(Collected data entries)
--- --- ---

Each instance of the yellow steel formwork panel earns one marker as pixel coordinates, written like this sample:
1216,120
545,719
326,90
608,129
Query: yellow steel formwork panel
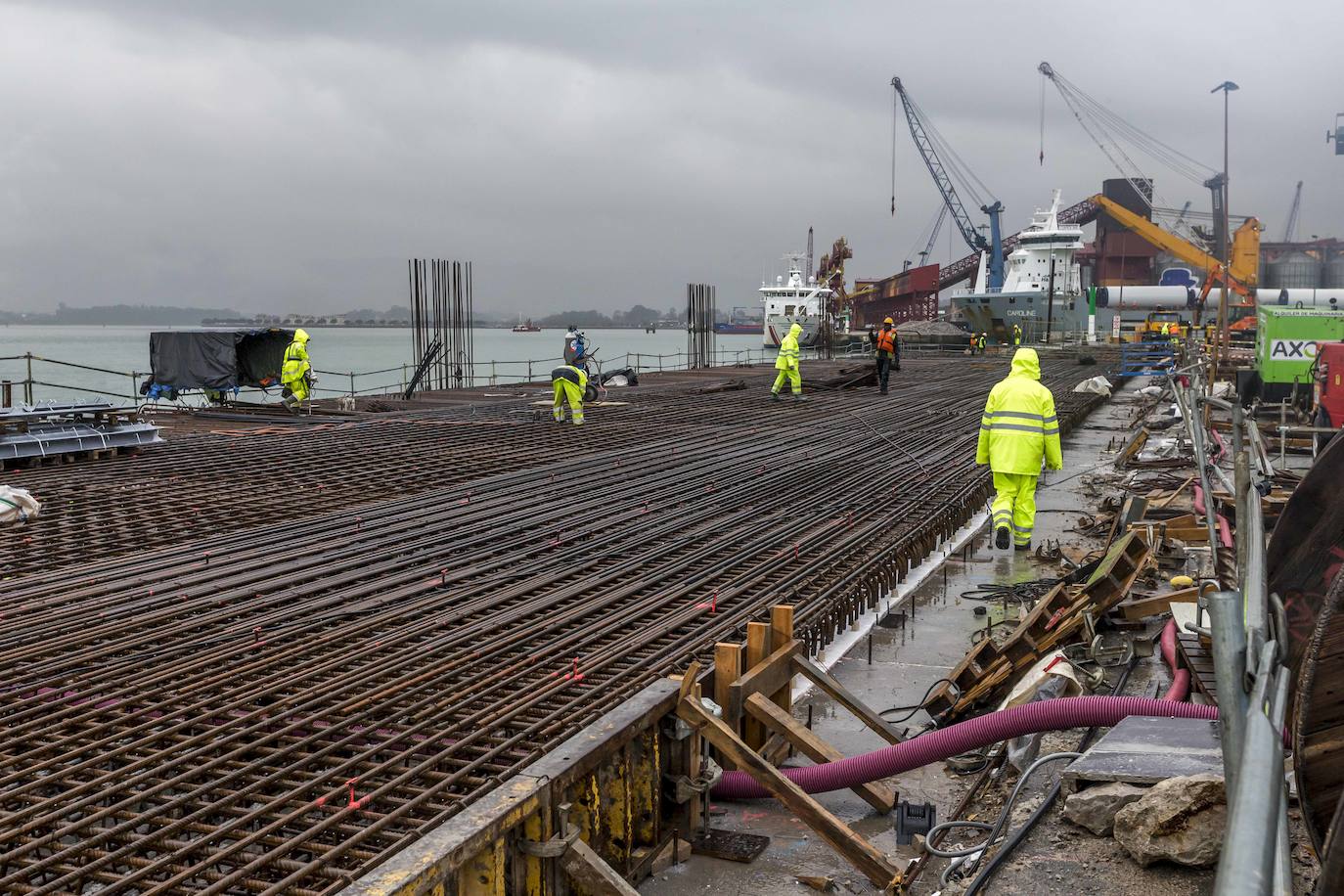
482,874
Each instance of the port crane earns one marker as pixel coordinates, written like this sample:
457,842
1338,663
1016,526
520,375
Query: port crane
1110,132
927,141
1243,265
1290,229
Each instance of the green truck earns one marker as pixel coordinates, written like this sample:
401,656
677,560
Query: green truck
1285,351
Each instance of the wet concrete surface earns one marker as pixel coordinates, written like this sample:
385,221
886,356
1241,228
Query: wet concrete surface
894,668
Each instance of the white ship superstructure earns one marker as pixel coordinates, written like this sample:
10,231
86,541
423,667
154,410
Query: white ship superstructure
793,301
1045,248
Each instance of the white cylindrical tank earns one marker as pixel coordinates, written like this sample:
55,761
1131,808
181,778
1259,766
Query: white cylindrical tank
1145,297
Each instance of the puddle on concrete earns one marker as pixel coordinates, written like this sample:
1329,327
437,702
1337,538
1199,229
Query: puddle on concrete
894,666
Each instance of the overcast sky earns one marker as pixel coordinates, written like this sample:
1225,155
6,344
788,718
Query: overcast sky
291,155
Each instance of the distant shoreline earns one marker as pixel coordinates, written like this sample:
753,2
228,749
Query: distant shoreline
291,326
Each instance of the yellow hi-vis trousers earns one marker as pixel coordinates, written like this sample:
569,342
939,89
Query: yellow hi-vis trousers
567,391
1015,504
794,379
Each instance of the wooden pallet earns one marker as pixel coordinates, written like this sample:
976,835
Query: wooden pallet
1056,619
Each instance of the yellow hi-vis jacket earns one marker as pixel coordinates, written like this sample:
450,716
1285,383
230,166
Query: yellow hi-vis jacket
1019,427
787,359
295,359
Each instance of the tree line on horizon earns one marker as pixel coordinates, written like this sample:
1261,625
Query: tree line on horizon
397,315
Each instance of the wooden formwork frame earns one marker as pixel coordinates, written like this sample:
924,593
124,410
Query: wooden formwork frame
606,784
594,813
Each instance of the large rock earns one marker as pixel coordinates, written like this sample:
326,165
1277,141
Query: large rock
1096,808
1181,820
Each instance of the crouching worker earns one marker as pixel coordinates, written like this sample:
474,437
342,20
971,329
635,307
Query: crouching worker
295,374
1017,431
570,381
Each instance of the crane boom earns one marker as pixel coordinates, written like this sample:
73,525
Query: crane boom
974,240
1290,230
1245,262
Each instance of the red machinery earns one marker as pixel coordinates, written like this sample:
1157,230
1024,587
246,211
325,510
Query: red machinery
1329,384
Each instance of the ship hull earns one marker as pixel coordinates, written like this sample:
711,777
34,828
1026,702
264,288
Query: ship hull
777,327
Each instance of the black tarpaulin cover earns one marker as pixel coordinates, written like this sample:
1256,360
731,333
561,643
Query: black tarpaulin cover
218,359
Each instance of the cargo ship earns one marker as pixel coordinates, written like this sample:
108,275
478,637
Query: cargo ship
793,301
1046,250
739,326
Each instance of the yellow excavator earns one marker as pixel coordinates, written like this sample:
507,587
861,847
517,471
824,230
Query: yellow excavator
1243,263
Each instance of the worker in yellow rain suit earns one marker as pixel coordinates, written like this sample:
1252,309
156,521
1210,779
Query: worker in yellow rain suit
787,366
1017,431
570,383
295,374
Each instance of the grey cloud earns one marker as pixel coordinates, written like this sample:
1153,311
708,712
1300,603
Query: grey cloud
291,155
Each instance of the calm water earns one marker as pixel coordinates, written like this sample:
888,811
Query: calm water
335,352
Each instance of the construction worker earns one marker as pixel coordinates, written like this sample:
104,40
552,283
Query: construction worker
887,347
787,366
295,374
575,347
1017,431
570,381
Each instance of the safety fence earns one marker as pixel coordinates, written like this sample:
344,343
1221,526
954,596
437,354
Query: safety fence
28,378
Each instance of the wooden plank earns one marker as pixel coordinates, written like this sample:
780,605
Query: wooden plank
728,668
776,748
854,848
781,633
592,874
809,744
841,694
766,677
1138,608
758,647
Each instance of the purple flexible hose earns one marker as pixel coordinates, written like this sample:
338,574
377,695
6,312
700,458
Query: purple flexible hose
1015,722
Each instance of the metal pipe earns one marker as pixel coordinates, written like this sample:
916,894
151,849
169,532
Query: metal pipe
1229,637
1250,844
1195,432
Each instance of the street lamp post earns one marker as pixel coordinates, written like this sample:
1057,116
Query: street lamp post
1226,87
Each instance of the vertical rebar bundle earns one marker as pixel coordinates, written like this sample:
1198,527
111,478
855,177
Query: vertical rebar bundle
699,324
441,321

--- --- ---

• What is expected
In your copy, every entry above must match word for word, and no picture may appear.

• Task result
Each instance of the yellow steel formwork panel earns one marker as pixel coordinates, written like this sample:
1216,120
545,719
326,90
608,129
Query: yellow steel formwork panel
482,874
Each instance of the port crane earns one marker as pixel coordinates, written like this sample:
457,842
1338,663
1016,526
520,375
Query: port crane
1110,132
927,141
1243,265
1290,229
Each instance of the green truck earns one marker as pixel coordinates, written like this sample:
401,656
677,560
Query: green truck
1285,351
Each instance of the wet concrete surface earns one marker as pixel coordinates, written like this sample:
385,221
886,356
1241,228
Query: wet concrete surface
894,668
Each instance of the white ship superstructure earns one marker as pixel coordinates, written like this sample:
10,231
86,541
423,667
154,410
Query: white ship superstructure
793,301
1045,248
Each instance of the white cylindrical tank earns one marker as pixel coordinates, written like this sample:
55,761
1131,808
181,778
1259,766
Query: white cylindrical tank
1145,297
Each instance of the puddle on concrete earns one marker as pixel coordinates, written like this sample:
1329,327
437,702
1337,538
1199,229
Query: puddle on concrete
894,666
Each instance of the overcast sky earns one marker as pixel coordinates, written like this sample:
1225,155
6,344
788,718
Query: overcast sky
291,155
Each instance of the distant shoreline earns one marker as pixel coordinates, written like this sample:
753,2
228,749
Query: distant shoreline
291,326
Each instance of the yellow hi-vis trousers earns one marker as pixel coordinates, written like this sample:
569,342
939,89
Query: yellow hi-vis trousers
567,391
1015,504
794,379
Each instance of the wooden pallet earns one marker as pixel coordinates, written like this sample:
976,835
Query: wooden pallet
1056,619
Each instance of the yellow hi-vis jacket earns one marker as pixel coordinates, written like this sample:
450,716
1285,383
230,166
Query: yellow hi-vis jacket
1019,427
787,359
295,359
Each instance of the tree line on horizon earns one marker as pixel coordinates, written like this sample:
1261,625
Query: tree line on horizon
397,315
Each instance of the wooden formwork frame earns one marker as pixel coordinates, written like this sample:
924,593
124,410
Query: wooden formwork frame
606,784
594,813
Each instance of the large rock earns one marker as pixel coordinates, written like this sample:
326,165
1277,141
Query: large rock
1096,808
1181,820
Each instance of the crouching worker earns one marker as pixel coordinates, written like this sample:
474,437
342,20
971,329
635,307
Query: crouching worker
295,374
1017,431
570,381
Each instance of the crane boom earns one marker as pixel coordinates, written like this sample:
73,525
Query: crane boom
974,240
1290,230
1245,262
Each instance of the red machinery earns one marker as pixel coordinates, written like this sample:
1157,230
1024,587
246,211
325,510
Query: red machinery
1329,384
Each instance of the ship hull earns one marker as pixel coordinates, written like this sample:
711,777
34,828
1026,702
264,288
Query: ship hull
777,327
Each instance of the black tarpaulin cover earns one marker as pixel coordinates, written like this sample:
1256,360
731,333
561,643
Query: black tarpaulin cover
218,359
Each instance of the cargo ship earns one marker as pixel coordinates, written like this sample:
108,275
478,637
Query: cargo ship
793,301
1046,250
739,326
Each instance of the yellow excavator earns one marker as pixel coordinates, written like this sample:
507,587
861,847
517,471
824,230
Query: yellow excavator
1243,263
Each instance of the worker in yellow rain suit earns one marker as pixel coordinates, written like this sample:
1252,309
156,521
1210,779
Query: worker in yellow rain suit
787,366
1017,431
570,383
295,374
Each instance of the grey cloud earns one marker as pixel coordinates, written like this sample:
1153,311
708,712
1300,603
Query: grey cloud
291,155
Each instance of the calm water earns one marker as pixel coordinates, written like this sample:
888,811
Query: calm water
335,352
Each instance of the construction worker earns one marker as pixel coordinates, written like this sample:
104,40
552,283
Query: construction worker
887,347
787,366
295,374
575,347
1017,431
570,381
Each instance of the safety fence earns one marker as pixel coordinates, written like this sample:
344,343
1221,526
954,596
437,354
Query: safety fence
28,378
Each instance of the wooden plank earns one marker as pixel coordinates, written like this sample:
780,605
Query: wooden plank
728,668
776,748
854,848
781,633
592,874
809,744
841,694
766,677
1138,608
758,647
Each instance of the purple flexible hose earns one marker as pixel coordinates, written like this sample:
338,574
377,695
6,312
700,458
Query: purple flexible hose
1015,722
Each instance of the metal pipe earns one marker as pixel coordinates, written like this sample:
916,894
151,849
169,532
Query: metal pipe
1229,637
1250,844
1195,432
Each instance of the street lamp post earns one marker as pixel coordinates, written like this sample:
1057,116
Query: street lamp post
1226,87
Each instance of the vertical rebar bundle earns one marker as pixel coordinates, written like this sample:
1198,527
111,478
855,177
Query: vertical rebar bundle
699,324
441,321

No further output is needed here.